_Problem to solve_
The records that follow should be copied in full, exactly as they read.

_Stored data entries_
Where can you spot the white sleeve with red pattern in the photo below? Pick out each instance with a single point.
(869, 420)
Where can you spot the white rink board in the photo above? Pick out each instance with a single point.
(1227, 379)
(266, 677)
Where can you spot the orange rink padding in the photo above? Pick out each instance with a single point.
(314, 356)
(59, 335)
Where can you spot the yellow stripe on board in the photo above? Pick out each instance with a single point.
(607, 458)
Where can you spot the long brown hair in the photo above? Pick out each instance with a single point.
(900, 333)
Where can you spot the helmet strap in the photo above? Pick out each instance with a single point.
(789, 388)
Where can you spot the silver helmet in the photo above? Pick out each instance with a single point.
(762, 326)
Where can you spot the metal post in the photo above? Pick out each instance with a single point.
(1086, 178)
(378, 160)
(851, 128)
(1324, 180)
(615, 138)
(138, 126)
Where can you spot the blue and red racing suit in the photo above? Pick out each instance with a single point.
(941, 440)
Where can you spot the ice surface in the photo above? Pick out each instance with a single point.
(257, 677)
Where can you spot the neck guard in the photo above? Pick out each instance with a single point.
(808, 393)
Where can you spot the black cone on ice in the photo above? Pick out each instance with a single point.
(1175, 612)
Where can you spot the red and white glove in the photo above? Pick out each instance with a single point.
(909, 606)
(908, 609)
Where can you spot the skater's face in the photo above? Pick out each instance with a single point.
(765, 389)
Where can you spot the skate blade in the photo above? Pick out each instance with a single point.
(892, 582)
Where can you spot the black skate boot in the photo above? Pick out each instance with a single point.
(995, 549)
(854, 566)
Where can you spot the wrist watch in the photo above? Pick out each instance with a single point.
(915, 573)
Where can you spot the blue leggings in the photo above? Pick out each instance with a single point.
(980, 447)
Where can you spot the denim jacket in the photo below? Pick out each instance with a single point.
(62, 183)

_Solution for this problem_
Where can you spot the white sleeve with red pattern in the photo below? Pick out each instance with a single point.
(869, 420)
Where can you spot the white rink board in the photo above? Pick out each instance with a single point.
(1227, 379)
(266, 677)
Where can you spot the orange rink padding in the photo above? Pick out each instance with a single point.
(314, 356)
(59, 335)
Where can you spot the yellow stripe on board in the photo above? Pick out each instance with a single point.
(607, 458)
Where can you spot the long brown hair in the photo above? Pick out each instance with a single point.
(900, 333)
Where can you spot the helmet strap in the photo above? Pick out each instance with a single point.
(789, 388)
Where can you spot the silver helmet in the photo above? Pick out each instance with a single point.
(762, 326)
Where can you spot the metal post in the photo above? Pick out each instance with a single point.
(1086, 178)
(378, 160)
(851, 128)
(1324, 180)
(615, 138)
(138, 126)
Where can you spot the blue and red racing suit in the photo above? Pick out each instance with a single point.
(941, 440)
Where can you spot the ice surface in the photo above? Pick out each instance with a single point.
(257, 677)
Where can you spot the neck guard in the photo above? Pick out each instance with a single point.
(808, 393)
Where can you spot the black cone on ice in the photo above? Pick out each instance with a single point.
(1175, 612)
Where can you spot the red and white glove in the photo above? Pick out each instance with a single point.
(909, 606)
(908, 609)
Where can you spot the skater's face in the photo above? Pick out each instance with a single point.
(765, 389)
Where can you spot the skate blade in the photo above? Pick out each instance with a single point.
(892, 582)
Where can you spot the black skate boot in the photo above? Pick out each instance with a single point.
(995, 549)
(854, 566)
Where can you spot the wrist watch in the photo above? Pick out each instance with a single point.
(915, 573)
Where can you spot the blue leggings in the photo above? Pick out each instance with a single point.
(980, 447)
Where can you spot the denim jacket in the photo below? Pick out each instance with a single point.
(62, 183)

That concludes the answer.